**PROBLEM REQUIREMENTS:** Reproduce all the entries exactly and keep the pictures out.
[Opening SUPPLIED INFORMATION section]
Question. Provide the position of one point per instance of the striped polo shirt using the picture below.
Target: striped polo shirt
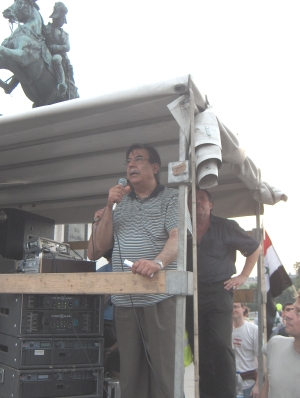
(141, 230)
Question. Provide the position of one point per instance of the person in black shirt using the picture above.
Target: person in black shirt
(217, 242)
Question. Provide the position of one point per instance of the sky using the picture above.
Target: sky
(243, 55)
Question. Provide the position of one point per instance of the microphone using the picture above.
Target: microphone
(123, 182)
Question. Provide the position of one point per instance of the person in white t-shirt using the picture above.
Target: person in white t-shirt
(283, 359)
(245, 345)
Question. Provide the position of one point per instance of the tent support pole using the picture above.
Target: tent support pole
(194, 225)
(260, 299)
(181, 266)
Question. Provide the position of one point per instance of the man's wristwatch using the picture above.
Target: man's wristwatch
(160, 263)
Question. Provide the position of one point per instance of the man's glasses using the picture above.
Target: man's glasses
(135, 159)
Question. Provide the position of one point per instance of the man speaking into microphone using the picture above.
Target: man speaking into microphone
(143, 229)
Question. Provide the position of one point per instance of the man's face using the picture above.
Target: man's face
(286, 310)
(58, 22)
(293, 320)
(139, 169)
(238, 311)
(203, 205)
(23, 10)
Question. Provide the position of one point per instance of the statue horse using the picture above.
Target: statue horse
(26, 55)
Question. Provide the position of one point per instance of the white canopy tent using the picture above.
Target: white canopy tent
(60, 161)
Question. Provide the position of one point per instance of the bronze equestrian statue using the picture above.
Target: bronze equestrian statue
(36, 54)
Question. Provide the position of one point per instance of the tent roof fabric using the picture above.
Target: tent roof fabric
(59, 161)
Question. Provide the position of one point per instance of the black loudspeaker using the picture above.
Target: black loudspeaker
(15, 227)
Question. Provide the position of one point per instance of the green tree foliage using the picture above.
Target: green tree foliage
(297, 279)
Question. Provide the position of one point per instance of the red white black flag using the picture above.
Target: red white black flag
(276, 278)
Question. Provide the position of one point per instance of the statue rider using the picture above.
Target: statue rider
(57, 40)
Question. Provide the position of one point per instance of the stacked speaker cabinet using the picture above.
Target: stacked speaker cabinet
(51, 346)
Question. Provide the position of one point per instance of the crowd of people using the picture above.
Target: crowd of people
(143, 228)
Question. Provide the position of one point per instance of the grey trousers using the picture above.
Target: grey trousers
(157, 323)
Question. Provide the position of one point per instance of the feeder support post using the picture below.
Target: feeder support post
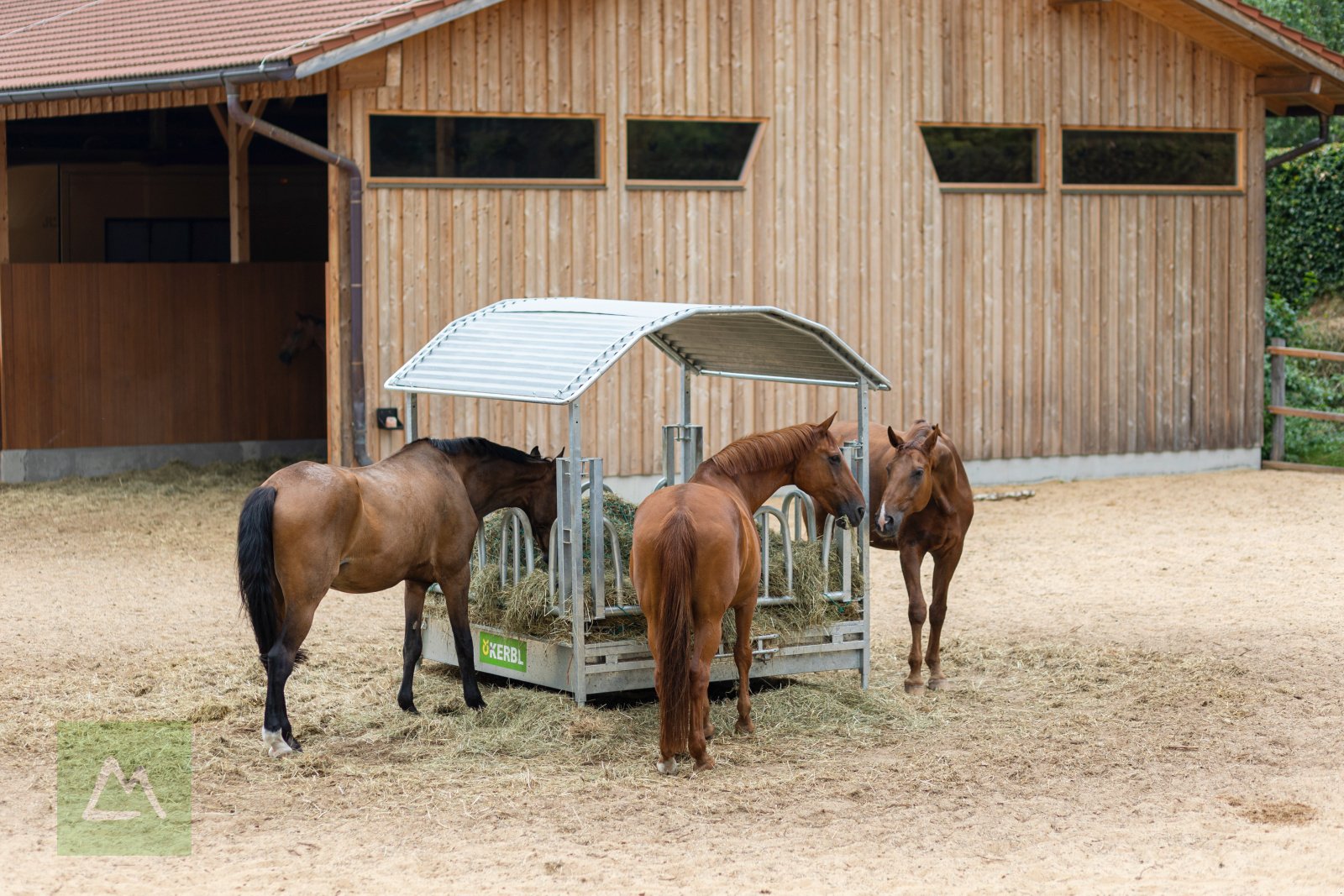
(864, 477)
(573, 550)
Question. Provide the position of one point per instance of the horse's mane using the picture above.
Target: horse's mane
(765, 450)
(477, 446)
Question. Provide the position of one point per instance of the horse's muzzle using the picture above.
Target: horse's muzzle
(851, 515)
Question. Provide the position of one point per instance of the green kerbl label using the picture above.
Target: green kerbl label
(501, 651)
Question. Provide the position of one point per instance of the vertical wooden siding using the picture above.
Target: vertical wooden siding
(1026, 324)
(98, 355)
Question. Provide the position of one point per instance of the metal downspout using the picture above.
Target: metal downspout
(356, 254)
(1310, 145)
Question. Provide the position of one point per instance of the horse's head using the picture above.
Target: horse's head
(827, 479)
(909, 476)
(538, 499)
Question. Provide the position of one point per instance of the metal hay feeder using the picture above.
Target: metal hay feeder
(550, 351)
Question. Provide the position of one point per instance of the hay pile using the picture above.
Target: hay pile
(524, 607)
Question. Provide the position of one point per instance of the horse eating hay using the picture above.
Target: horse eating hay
(696, 553)
(410, 517)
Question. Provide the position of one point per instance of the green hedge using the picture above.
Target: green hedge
(1304, 264)
(1305, 228)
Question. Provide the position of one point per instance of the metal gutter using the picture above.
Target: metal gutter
(1310, 145)
(186, 81)
(356, 253)
(389, 36)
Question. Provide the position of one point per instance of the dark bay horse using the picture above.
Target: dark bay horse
(924, 506)
(696, 553)
(410, 517)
[Closing SUPPLIED INFORMATION section]
**THE COMPLETED TASK:**
Question. Provide the position of one point per instance of the striped polo shirt using the picture below.
Target: striped polo shirt
(141, 230)
Question. Provide the position of one point per instance of the person in black shirt using the picture above.
Target: person in black shirt
(217, 242)
Question. Provide the position of one point per instance of the sky using the picture above.
Target: sky
(243, 55)
Question. Provide the position of one point per instance of the microphone using the picture above.
Target: microphone
(123, 182)
Question. Provide the position of one point per instance of the person in white t-shirt using the picture above.
Target: person in white t-shirt
(283, 359)
(245, 345)
Question. Provide the position of one point per instance of the tent support pole using the picture above.
Target: tent support pole
(194, 225)
(260, 299)
(181, 266)
Question. Provide the position of one point per instance of the man's wristwatch using the picture above.
Target: man's wristwatch
(160, 263)
Question. Provide the position of one point per instance of the man's glasses using the picture above.
Target: man's glasses
(135, 159)
Question. Provide the position of one point per instance of the man speaking into microphone using the picture above.
Target: man speaking into microphone
(143, 229)
Question. Provide the position of one point per instance of the man's face using the picture above.
Target: man's face
(286, 310)
(58, 22)
(293, 320)
(139, 169)
(238, 311)
(203, 205)
(23, 10)
Question. Provide the position of one point per instance of the statue horse using the picture above.
Target: statue horse
(26, 55)
Question. Provide the position of one point per instance of the white canopy tent using the picture above.
Target: white canopy tent
(60, 161)
Question. Provide the position of one point per instance of the bronze equestrian statue using the picture above.
Target: bronze equestrian statue
(36, 54)
Question. Provide the position of one point per instance of the tent roof fabric using the picture above.
Target: tent roof fabric
(59, 161)
Question. Provide the position of one point per instance of the black loudspeaker using the picture above.
Target: black loudspeaker
(15, 227)
Question. Provide the position of one point per instance of the green tree foliage using the picture above.
Target: green tree foliage
(297, 279)
Question. Provide the position of one point per instance of the red white black flag using the picture above.
Target: red white black flag
(276, 278)
Question. Provide the position of one point per instance of the statue rider using the picture above.
Target: statue rider
(57, 40)
Question. Provide the position of one point per instance of the stacked speaker cabinet using the picture above.
Target: stacked speaker cabinet
(51, 346)
Question. Provide the position of one point per instance of the crowd of people using the picture above.
Target: crowd of people
(143, 228)
Question. Provide the position of one point per instance of the grey trousers using the picture above.
Target: grey trousers
(157, 323)
Question. Provide the position of one point per instance of the feeder support post using the picture below.
Target: feeder support post
(864, 477)
(573, 550)
Question. Provide the position of one point per instance of the horse's mane using the picture above.
Target: horse's mane
(765, 450)
(477, 446)
Question. Provide the position of one point per instance of the horse's muzzle using the picture above.
Target: horse's muzzle
(851, 515)
Question. Provide the position of one point per instance of the green kerbl label using the picture above.
Target: green kerbl label
(501, 651)
Question. Provide the position of one point per instance of the vertical wooden siding using the picture above.
Target: vertical wooden siding
(1026, 324)
(98, 355)
Question. Provide the position of one point per instance of the metal downspout using the picture above.
Target: metal downspout
(356, 254)
(1310, 145)
Question. Provide the position of one point per instance of the horse's head using the picture above.
Target: horse's head
(827, 479)
(909, 476)
(538, 499)
Question. Provide the position of one point per instance of the metal hay feeder using the picture above.
Target: metal hay feeder
(550, 351)
Question. Provide the position of one point per instance of the hay pile using the picture above.
Target: hay pile
(524, 607)
Question. Provide the position of one point per instance of the horse eating hay using the picture above.
Target: horse eating hay
(696, 553)
(410, 517)
Question. Provide the position of one point per instance of the green hedge using the picture above.
Target: green hedge
(1304, 264)
(1305, 228)
Question. Provide the position of one point per instance of the metal gutter using the picture above.
Target: metal gutter
(1310, 145)
(186, 81)
(356, 253)
(389, 36)
Question. Provide the position of one point per instance of the dark bay horse using the picture above.
Target: dark bay horse
(924, 506)
(696, 553)
(410, 517)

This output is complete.